*** Records to process ***

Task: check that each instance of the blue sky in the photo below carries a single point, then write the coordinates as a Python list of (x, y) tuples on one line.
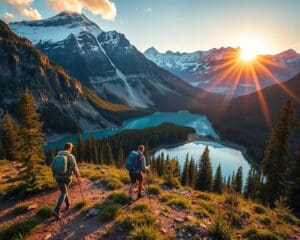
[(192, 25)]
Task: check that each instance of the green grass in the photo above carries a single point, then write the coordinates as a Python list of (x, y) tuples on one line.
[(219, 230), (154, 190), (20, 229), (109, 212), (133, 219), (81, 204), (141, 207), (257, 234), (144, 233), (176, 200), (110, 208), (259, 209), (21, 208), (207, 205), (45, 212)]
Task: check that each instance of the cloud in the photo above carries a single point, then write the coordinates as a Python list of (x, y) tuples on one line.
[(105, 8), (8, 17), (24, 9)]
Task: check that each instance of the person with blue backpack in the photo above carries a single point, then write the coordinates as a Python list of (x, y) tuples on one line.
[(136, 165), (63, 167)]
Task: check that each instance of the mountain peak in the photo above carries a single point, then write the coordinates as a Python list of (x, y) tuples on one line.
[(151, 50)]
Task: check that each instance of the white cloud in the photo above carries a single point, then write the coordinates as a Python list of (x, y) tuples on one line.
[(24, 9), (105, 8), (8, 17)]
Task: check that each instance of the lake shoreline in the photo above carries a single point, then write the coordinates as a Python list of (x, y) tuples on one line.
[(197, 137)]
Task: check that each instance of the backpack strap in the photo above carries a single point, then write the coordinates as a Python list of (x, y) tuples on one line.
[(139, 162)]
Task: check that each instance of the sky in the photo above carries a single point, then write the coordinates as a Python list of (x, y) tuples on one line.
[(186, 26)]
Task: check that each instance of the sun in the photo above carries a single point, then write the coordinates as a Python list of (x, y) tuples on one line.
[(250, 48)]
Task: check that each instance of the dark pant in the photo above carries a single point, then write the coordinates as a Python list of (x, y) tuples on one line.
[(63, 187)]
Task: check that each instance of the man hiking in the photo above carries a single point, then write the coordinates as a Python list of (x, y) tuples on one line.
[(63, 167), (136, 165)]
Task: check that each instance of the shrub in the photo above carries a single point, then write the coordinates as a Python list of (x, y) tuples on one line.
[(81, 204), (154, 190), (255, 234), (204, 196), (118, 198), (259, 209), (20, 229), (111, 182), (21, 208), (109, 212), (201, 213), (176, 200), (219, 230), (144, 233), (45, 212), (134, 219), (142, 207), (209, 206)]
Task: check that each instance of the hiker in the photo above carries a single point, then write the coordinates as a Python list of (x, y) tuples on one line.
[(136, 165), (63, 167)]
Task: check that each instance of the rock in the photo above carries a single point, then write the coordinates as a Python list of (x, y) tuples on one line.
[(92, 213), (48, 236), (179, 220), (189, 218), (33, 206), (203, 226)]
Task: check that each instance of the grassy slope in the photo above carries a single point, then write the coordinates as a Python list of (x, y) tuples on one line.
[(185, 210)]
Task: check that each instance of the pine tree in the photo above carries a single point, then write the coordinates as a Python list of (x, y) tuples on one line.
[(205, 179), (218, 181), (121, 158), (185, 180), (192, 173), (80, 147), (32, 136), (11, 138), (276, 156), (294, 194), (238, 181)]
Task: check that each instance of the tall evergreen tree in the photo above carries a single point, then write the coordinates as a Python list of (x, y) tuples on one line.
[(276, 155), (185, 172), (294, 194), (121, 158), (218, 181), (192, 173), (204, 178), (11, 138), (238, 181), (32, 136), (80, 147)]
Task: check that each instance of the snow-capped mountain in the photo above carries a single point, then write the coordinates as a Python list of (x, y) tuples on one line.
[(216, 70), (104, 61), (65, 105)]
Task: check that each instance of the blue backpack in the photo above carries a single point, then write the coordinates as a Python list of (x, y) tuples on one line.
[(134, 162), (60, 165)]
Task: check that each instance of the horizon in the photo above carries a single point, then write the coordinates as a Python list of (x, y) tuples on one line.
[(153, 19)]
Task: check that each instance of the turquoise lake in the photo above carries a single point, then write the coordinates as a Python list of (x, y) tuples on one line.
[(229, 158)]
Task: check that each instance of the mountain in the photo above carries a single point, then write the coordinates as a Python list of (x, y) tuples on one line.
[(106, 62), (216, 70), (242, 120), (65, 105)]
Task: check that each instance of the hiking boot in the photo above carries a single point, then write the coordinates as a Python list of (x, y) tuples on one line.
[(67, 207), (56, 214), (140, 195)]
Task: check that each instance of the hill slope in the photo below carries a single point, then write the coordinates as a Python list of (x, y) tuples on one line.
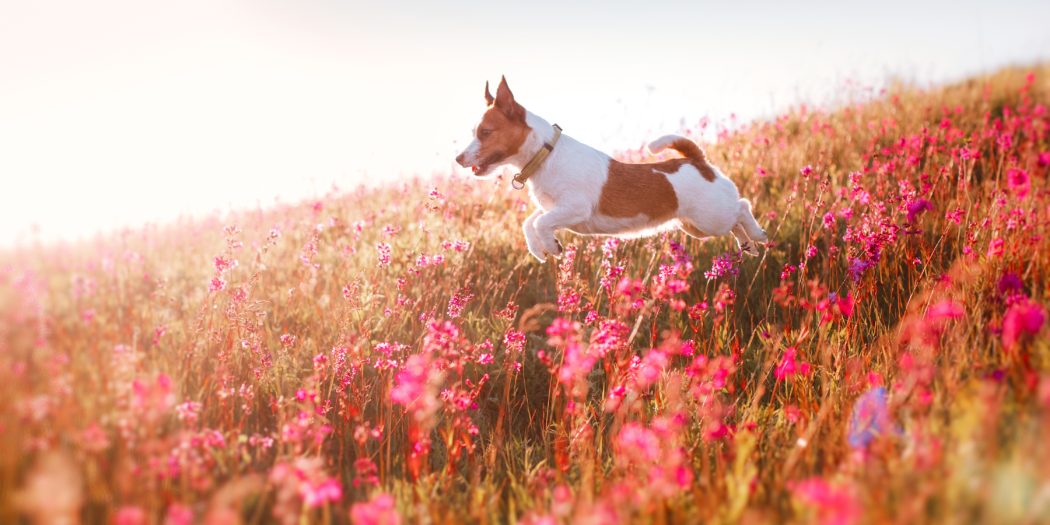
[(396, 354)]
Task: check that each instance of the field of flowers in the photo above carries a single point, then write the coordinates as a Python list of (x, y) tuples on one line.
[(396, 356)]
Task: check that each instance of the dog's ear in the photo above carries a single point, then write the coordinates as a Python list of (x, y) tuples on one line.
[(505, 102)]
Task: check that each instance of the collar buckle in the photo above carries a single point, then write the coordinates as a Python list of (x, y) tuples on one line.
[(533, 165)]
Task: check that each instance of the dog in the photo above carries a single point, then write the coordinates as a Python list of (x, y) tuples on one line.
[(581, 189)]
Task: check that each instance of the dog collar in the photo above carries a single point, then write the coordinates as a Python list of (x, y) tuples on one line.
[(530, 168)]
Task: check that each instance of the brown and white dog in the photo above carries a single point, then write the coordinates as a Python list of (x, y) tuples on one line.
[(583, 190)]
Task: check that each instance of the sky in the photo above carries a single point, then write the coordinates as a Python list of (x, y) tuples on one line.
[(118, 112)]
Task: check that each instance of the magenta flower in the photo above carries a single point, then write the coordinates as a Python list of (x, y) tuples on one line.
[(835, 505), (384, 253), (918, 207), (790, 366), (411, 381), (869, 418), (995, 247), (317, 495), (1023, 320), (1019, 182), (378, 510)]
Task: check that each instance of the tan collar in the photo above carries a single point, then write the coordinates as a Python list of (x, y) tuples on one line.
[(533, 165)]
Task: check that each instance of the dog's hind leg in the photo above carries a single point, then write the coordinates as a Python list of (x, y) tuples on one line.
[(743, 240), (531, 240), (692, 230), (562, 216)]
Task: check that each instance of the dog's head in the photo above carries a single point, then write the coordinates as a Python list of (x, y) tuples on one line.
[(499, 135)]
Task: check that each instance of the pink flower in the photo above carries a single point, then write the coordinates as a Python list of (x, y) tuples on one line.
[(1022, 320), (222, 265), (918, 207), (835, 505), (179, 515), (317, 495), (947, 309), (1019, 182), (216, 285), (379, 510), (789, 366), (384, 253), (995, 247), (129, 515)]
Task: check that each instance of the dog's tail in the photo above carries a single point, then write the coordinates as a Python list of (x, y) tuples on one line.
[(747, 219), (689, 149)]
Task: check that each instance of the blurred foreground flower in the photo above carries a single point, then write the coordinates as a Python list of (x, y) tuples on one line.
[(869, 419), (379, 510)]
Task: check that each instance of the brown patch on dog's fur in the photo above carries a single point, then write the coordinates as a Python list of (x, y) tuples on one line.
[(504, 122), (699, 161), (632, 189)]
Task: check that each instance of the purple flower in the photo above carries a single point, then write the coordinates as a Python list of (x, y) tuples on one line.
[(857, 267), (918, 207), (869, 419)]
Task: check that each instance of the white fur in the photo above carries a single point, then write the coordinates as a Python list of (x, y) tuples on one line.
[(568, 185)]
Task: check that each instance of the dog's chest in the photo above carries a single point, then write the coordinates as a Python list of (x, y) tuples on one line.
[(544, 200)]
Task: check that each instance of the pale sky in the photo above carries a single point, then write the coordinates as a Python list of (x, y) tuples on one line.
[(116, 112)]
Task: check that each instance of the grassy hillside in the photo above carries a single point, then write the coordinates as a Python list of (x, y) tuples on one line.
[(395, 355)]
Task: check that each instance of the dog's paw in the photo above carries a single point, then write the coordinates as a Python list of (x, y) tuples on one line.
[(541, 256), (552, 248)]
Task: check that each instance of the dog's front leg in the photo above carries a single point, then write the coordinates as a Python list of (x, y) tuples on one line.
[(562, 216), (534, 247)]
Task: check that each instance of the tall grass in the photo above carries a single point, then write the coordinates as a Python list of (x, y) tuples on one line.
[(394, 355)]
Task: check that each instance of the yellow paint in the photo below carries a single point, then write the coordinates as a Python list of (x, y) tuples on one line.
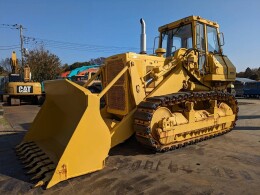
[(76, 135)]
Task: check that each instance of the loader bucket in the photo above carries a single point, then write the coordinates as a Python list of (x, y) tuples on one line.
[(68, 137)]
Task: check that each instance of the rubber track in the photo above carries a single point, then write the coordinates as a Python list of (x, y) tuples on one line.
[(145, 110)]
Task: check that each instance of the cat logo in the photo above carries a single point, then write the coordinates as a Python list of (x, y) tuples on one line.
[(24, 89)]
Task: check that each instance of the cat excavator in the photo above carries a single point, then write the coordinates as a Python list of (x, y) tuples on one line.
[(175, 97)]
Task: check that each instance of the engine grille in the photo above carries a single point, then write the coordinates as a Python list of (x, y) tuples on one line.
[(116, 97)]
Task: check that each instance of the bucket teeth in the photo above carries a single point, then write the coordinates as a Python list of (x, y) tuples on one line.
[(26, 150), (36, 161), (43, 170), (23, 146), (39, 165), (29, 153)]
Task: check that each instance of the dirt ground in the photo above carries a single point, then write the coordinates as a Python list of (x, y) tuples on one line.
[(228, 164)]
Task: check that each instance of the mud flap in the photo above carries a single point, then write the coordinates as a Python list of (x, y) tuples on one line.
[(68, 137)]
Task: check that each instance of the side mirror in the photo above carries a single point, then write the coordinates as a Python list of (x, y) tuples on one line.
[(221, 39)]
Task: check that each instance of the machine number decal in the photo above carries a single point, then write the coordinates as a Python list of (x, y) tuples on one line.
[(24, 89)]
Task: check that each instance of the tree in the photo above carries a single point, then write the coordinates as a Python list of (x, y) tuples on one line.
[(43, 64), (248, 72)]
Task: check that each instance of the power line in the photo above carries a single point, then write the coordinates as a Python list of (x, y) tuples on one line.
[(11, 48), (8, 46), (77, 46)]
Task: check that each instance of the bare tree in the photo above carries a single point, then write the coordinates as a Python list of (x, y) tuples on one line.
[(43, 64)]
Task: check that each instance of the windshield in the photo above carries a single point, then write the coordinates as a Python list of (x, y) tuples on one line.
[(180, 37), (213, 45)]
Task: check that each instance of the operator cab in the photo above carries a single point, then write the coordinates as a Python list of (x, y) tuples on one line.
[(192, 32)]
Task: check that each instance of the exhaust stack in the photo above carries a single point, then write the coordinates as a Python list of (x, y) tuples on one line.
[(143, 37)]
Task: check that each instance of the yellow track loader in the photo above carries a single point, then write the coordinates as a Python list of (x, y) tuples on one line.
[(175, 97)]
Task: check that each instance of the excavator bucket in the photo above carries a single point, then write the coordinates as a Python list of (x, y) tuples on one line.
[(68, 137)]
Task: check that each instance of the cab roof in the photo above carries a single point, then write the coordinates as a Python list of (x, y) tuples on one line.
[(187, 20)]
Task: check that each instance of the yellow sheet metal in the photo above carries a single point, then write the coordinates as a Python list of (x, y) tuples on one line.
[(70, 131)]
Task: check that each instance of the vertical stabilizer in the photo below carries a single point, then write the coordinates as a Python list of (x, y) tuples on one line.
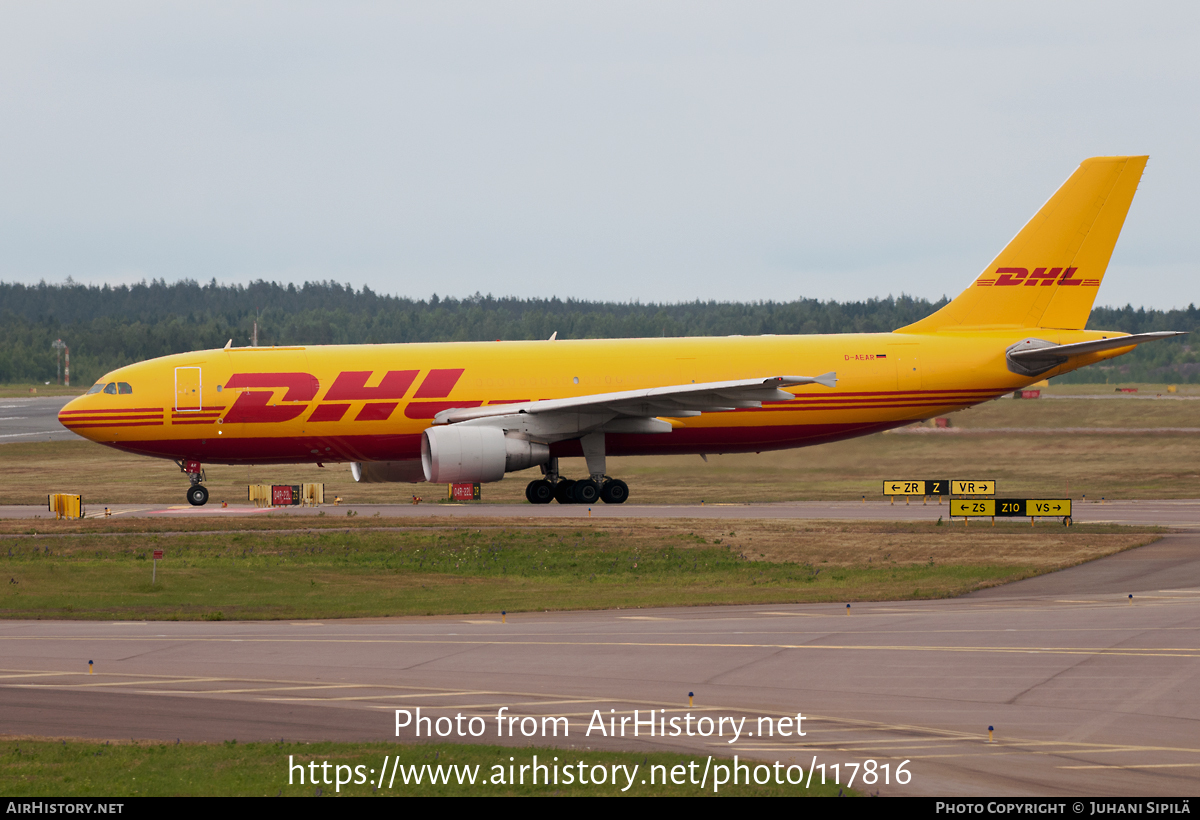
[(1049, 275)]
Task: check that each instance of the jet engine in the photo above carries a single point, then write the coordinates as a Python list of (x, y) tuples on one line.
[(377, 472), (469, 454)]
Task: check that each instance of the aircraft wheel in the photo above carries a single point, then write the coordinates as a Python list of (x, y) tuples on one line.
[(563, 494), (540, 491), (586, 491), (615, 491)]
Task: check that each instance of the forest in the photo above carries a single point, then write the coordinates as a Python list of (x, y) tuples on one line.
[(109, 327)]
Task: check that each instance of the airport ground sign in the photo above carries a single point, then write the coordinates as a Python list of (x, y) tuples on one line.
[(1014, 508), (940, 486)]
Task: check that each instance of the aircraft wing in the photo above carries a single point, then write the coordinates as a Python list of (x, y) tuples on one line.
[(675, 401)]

*** End of Records to process ***

> **Description of the task**
The line with "Task: check that each instance of the forest" through the last line of the data: write these out exactly, and no others.

> **Expected answer**
Task: check that each instance of the forest in the photo above carries a single point, then write the coordinates as a Python list of (x, y) tuples on one line.
[(109, 327)]
Task: check that each instance of the airport ground sign in the photo above carries a single point, then write the coordinates as a Python list of (x, y) tuples on one line.
[(1014, 508), (940, 486)]
Task: check that each instance of the aircraft wing in the photo above carries a single point, then write the coordinates as a Python list of (x, y) tuples on one line.
[(675, 401)]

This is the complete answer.